Rewrite the lines below, replacing every "marker" with "point" and leaving everything else the same.

• **MATERIAL**
#####

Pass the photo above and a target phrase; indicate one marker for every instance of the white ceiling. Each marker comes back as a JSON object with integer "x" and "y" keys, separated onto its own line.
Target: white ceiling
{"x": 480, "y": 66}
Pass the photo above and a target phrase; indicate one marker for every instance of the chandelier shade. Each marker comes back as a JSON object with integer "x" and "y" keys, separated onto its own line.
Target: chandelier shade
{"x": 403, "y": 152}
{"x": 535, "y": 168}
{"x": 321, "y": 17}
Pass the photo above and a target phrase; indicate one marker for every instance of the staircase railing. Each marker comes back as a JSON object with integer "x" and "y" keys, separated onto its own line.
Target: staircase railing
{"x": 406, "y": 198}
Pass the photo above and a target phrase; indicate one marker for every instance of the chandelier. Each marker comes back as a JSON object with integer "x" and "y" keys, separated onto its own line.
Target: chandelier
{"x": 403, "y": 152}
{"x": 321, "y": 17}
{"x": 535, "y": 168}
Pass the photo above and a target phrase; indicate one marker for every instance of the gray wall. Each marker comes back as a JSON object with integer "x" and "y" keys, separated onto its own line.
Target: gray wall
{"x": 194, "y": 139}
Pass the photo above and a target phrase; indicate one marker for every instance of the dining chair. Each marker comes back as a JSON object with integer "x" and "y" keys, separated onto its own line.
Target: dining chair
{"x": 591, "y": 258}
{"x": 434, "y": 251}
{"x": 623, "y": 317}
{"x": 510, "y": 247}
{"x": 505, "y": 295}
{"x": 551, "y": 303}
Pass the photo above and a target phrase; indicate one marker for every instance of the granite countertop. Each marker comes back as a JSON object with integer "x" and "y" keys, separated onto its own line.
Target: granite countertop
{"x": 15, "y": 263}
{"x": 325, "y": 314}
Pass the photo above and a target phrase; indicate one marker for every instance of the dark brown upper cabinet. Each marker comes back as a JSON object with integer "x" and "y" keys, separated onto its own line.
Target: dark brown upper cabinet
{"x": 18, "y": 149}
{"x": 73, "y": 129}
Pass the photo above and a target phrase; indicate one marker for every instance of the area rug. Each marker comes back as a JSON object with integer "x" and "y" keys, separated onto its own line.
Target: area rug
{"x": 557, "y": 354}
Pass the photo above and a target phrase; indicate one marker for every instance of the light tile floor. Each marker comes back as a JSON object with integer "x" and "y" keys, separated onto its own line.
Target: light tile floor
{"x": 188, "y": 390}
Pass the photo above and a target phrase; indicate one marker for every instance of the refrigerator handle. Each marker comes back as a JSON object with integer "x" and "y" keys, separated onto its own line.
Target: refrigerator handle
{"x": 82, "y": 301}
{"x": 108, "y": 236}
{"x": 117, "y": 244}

#####

• **COMPLETED EXERCISE**
Pass the photo above and a target phrase; indicate one point for every instance of the white ceiling. Each point comes back as a JSON object with integer "x" and "y" keys, separated onto its own line.
Target: white ceiling
{"x": 480, "y": 66}
Pass the photo above and a target phrase; indicate one point for every instance of the chandelier shade. Each point comes back as a JSON object with integer "x" and "y" keys, separated onto its own line.
Target: chandelier shade
{"x": 403, "y": 152}
{"x": 535, "y": 168}
{"x": 321, "y": 17}
Pass the photo above and a target phrase; indicate one point for every instance of the staircase railing. Each point comes back as a JSON object with integer "x" and "y" keys, separated onto its own line.
Target: staircase railing
{"x": 406, "y": 198}
Pass the photo above and a target phrase; indicate one point for every instance of the chandelier. Each point comes back as a JSON object with integer "x" and "y" keys, separated onto its own line.
Target: chandelier
{"x": 403, "y": 152}
{"x": 321, "y": 17}
{"x": 535, "y": 168}
Pass the photo above and a target phrase; indicate one point for every instance of the gray wall. Each point comes back as a JSON object with integer "x" and "y" keys, separated onto its own line.
Target: gray wall
{"x": 194, "y": 139}
Pass the photo above and a target phrase; indicate one point for every instance of the dining chair. Each point comes back as a JSON object with integer "x" and "y" keys, separated onto its own line.
Target: dining chair
{"x": 591, "y": 258}
{"x": 434, "y": 251}
{"x": 623, "y": 317}
{"x": 510, "y": 247}
{"x": 505, "y": 295}
{"x": 551, "y": 303}
Pass the photo above and a target phrase; indicate one point for every instance of the granite countertop. Each point comes back as a JSON object with integer "x" and "y" keys, separated onto its own line.
Target: granite countertop
{"x": 15, "y": 263}
{"x": 325, "y": 314}
Pass the photo above and a target phrase; indicate one point for every instance of the dark brown upper cabinet. Each point comes back as a JSON object with integer "x" and "y" keys, separated onto its own line.
Target: dark brown upper cabinet
{"x": 18, "y": 149}
{"x": 73, "y": 129}
Pass the photo above and a target phrase; indicate one point for every instance of the area rug. Each point comes back as a JSON object with integer "x" and "y" keys, separated onto its own line.
Target: area rug
{"x": 557, "y": 354}
Pass the photo above and a target phrase; indicate one point for every instance of the light tile floor. Each point comes back as a JSON object with integer "x" and "y" keys, separated onto its own line.
Target: light tile floor
{"x": 188, "y": 390}
Pass the photo above and a target phrase; indicate one point for every instance of the refrigerator handle. Each point comes back as a JSON object with integer "x" and "y" keys, separated onto its own line.
Target: refrigerator handle
{"x": 82, "y": 301}
{"x": 108, "y": 236}
{"x": 117, "y": 244}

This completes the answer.